→ **Exercises**:
1 > Answer these questions from the passage on character network plots, one line per answer, marked like the questions.
(a) How many characters does the reduced network plot include?
(b) Which four names are passed to tokens_remove() to leave only Ted?
(c) Which function is used to identify and score multi-word expressions?
2 > Write the next part of the passage on character network plots, continuing from its final line.

— start of Passage —

If we want to be more specific, then we can reduce our network plot into just 30 characters.

#Vector with 30 characters
v_top_characters_2 <- stringr::str_to_sentence(names(topfeatures(fcm_characters_himym, 30)))

textplot_network(fcm_select(fcm_characters_himym, v_top_characters_2),
                 edge_color = "#008eed", 
                 edge_size = 5, 
                 vertex_labelcolor = "#006fba",
                 omit_isolated = TRUE,
                 min_freq = .1)


🎸 Network plot of Ted

If we want to be even more specific, we can even reduce our network plot and weight it with just one character. In this case, Ted.

fcm_characters_himym_ted <- token_characters_himym %>%
  tokens_remove(c("marshall", "lily", "barney", "robin")) %>% #Here we just want ted, that why we remove the other principal characters
  fcm(context = "window", window = 5, tri = FALSE)

#Vector with 30 characters
v_top_characters_3 <- stringr::str_to_sentence(names(topfeatures(fcm_characters_himym_ted, 30)))

#Create a FCM matrix with our characters
vertex_size_f <- fcm_select(fcm_characters_himym_ted, pattern = v_top_characters_3)

#Create a proportion 
v_proportion <- rowSums(vertex_size_f)/min(rowSums(vertex_size_f))

#Vector of Ted
x_p <- c("ted")

#Replace that proportion in our vector
final_v <- replace(v_proportion, names(v_proportion) %in% x_p, 
                   v_proportion[names(v_proportion) %in% x_p]/15)
textplot_network(fcm_select(fcm_characters_himym_ted, v_top_characters_3),
                 edge_color = "#008eed", 
                 edge_size = 5, 
                 vertex_labelcolor = "#006fba",
                 omit_isolated = TRUE,
                 vertex_labelsize = final_v,
                 min_freq = .1)


##🎹 Text stat collocation

Identify and score multi-word expressions, or adjacent fixed-length collocations, from text using textstat_collocations().

We want to see which phrases tend to be the more used ones.

#Remember our second step: tokenize our corpus.

— end of Passage —
— start of Given information —

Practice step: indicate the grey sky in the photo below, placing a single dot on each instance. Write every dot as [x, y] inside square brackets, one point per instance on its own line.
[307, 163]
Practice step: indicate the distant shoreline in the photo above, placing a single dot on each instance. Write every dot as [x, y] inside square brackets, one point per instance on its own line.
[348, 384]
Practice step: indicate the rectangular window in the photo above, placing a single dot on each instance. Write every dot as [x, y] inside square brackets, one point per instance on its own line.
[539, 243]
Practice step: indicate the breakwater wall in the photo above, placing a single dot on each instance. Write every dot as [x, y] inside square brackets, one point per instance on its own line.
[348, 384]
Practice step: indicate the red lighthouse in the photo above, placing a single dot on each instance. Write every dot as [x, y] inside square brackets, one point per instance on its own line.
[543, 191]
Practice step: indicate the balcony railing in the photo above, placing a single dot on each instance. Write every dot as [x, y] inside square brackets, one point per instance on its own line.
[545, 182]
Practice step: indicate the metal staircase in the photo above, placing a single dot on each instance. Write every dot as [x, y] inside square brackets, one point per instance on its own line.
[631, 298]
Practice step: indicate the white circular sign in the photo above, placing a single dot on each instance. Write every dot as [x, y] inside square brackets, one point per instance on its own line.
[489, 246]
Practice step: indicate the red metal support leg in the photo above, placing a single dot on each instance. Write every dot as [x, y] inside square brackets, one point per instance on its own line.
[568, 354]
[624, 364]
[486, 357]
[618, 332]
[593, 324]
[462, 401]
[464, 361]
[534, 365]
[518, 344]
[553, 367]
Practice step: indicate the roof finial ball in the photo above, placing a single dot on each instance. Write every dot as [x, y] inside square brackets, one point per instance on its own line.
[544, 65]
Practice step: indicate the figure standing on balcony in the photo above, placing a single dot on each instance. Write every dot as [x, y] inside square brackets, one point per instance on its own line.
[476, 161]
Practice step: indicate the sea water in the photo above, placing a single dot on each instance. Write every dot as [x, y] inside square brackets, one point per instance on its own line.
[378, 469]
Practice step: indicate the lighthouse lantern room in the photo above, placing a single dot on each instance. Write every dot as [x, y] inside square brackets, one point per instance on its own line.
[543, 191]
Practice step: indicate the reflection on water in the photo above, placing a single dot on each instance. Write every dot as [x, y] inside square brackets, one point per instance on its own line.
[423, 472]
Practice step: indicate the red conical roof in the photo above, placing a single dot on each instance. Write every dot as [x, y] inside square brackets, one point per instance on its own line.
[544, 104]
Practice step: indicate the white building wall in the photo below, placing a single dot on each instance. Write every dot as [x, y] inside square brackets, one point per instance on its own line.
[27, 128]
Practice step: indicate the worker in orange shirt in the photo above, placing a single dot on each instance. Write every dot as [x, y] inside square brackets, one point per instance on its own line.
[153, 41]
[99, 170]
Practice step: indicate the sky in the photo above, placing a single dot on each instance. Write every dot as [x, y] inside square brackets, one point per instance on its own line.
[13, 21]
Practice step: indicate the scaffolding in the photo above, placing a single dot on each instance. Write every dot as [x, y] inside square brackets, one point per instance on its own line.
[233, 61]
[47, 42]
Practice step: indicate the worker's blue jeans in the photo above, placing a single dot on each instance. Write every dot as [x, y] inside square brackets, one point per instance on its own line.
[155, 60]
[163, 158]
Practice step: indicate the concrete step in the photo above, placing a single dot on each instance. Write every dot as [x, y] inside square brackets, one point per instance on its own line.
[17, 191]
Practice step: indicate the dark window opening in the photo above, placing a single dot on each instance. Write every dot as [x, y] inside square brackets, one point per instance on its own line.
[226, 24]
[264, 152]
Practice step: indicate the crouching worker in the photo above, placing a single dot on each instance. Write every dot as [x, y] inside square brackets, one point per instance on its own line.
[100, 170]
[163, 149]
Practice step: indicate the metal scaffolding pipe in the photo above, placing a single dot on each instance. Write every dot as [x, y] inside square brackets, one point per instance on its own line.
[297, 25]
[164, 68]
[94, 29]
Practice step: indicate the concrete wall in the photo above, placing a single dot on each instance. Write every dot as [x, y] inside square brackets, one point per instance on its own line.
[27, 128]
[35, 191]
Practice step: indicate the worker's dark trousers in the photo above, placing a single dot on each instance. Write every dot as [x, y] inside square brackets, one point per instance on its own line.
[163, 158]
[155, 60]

— end of Given information —

→ **Results**:
1 >
(a) 30 characters.
(b) marshall, lily, barney and robin.
(c) textstat_collocations().

2 >
toks_himym_s1 <- tokens(corp_himym_s1_simil, #Define our corpus for the first season
                        padding = TRUE) %>% #Leave an empty string where the removed tokens previously existed
  tokens_remove(stopwords("english")) #Remove stopwords of our token
himym_s1_collocations <-textstat_collocations(toks_himym_s1, #Our token object
                                              tolower = F) #Keep capital letters


df_himym_s1_coll <- data.frame(himym_s1_collocations) %>% 
                        rename(`Total of collocations` = count)

Good! look how collocations like right now, get married, party number are the most used ones in the first season.

ggplot3 <- ggplot(df_himym_s1_coll, aes(x = z, y = lambda, label = collocation)) +
  geom_point(alpha = 0.2, aes(size = `Total of collocations`), color = "#00578a")+
  geom_point(data = df_himym_s1_coll %>% filter(z > 15), 
             aes(x = z, y = lambda, size = `Total of collocations`),
             color = '#00578a') + 
  geom_text_repel(data = df_himym_s1_coll %>% filter(z > 15), #Function from ggrepel package. Show scatterplots with text.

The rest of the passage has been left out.